→ **Data listing**
* * *

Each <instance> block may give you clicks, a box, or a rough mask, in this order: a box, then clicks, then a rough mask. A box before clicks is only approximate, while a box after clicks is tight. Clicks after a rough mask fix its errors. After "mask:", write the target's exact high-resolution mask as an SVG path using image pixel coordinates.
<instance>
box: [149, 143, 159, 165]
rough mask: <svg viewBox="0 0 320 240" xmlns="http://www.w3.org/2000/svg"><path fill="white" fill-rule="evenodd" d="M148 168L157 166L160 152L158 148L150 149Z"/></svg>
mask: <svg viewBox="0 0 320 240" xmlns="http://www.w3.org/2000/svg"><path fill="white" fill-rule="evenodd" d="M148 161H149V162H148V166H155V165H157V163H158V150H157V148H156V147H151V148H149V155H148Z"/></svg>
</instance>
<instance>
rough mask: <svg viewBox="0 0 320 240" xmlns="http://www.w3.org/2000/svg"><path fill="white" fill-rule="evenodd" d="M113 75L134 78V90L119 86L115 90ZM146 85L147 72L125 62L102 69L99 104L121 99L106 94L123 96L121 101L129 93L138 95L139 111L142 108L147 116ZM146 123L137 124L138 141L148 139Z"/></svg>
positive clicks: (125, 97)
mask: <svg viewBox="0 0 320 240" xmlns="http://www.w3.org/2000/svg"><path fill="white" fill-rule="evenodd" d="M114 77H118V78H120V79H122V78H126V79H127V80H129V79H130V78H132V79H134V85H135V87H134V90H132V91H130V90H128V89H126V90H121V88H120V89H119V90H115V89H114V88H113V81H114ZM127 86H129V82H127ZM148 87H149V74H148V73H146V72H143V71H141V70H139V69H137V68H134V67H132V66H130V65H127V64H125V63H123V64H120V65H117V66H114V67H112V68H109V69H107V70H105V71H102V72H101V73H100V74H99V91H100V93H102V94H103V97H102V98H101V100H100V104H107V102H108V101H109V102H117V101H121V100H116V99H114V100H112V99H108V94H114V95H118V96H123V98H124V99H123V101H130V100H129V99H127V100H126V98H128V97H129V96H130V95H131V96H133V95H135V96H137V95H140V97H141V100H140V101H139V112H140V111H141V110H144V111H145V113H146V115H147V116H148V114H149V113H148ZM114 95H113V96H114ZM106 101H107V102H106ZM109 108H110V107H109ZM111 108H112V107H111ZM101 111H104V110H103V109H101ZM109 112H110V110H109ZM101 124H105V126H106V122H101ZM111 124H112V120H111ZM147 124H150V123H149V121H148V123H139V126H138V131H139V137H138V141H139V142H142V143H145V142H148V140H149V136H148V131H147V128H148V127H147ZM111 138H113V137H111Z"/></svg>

* * *

→ **Exercise**
Would you copy the entire listing exactly, missing nothing?

→ **Result of this exercise**
Each <instance> block may give you clicks, a box, or a rough mask, in this order: a box, then clicks, then a rough mask. A box before clicks is only approximate, while a box after clicks is tight. Clicks after a rough mask fix its errors. After "mask:", write the target's exact high-resolution mask as an SVG path using image pixel coordinates.
<instance>
box: [149, 143, 159, 165]
rough mask: <svg viewBox="0 0 320 240" xmlns="http://www.w3.org/2000/svg"><path fill="white" fill-rule="evenodd" d="M148 168L157 166L160 152L158 148L150 149Z"/></svg>
mask: <svg viewBox="0 0 320 240" xmlns="http://www.w3.org/2000/svg"><path fill="white" fill-rule="evenodd" d="M148 161H149V162H148V166H155V165H157V163H158V150H157V148H156V147H151V148H149V155H148Z"/></svg>
</instance>
<instance>
rough mask: <svg viewBox="0 0 320 240" xmlns="http://www.w3.org/2000/svg"><path fill="white" fill-rule="evenodd" d="M113 75L134 78V90L119 86L115 90ZM146 85L147 72L125 62L102 69L99 104L121 99L106 94L123 96L121 101L129 93L138 95L139 111L142 108L147 116ZM146 123L137 124L138 141L148 139Z"/></svg>
positive clicks: (125, 97)
mask: <svg viewBox="0 0 320 240" xmlns="http://www.w3.org/2000/svg"><path fill="white" fill-rule="evenodd" d="M114 77H118V78H120V79H122V78H126V79H127V80H129V79H130V78H132V79H134V85H135V87H134V90H132V91H130V90H128V89H126V90H121V88H120V89H119V90H115V89H114V88H113V81H114ZM127 86H129V82H127ZM148 87H149V74H148V73H146V72H143V71H141V70H139V69H137V68H134V67H132V66H130V65H127V64H125V63H123V64H120V65H117V66H114V67H112V68H109V69H107V70H105V71H102V72H101V73H100V74H99V91H100V93H102V94H103V97H102V98H101V100H100V104H107V102H108V101H109V102H117V101H121V100H116V99H114V100H112V99H108V94H114V95H118V96H123V98H124V99H123V101H130V100H129V99H127V100H126V98H128V97H129V96H130V95H131V96H133V95H135V96H137V95H140V97H141V100H140V101H139V112H140V111H141V110H144V111H145V113H146V115H147V116H148V114H149V113H148ZM114 95H113V96H114ZM106 101H107V102H106ZM109 108H110V107H109ZM111 108H112V107H111ZM101 111H104V110H103V109H101ZM109 112H110V110H109ZM101 124H105V126H106V122H101ZM111 124H112V120H111ZM147 124H150V123H149V121H148V123H139V126H138V131H139V137H138V141H139V142H142V143H145V142H148V140H149V136H148V131H147V128H148V127H147ZM111 138H113V137H111Z"/></svg>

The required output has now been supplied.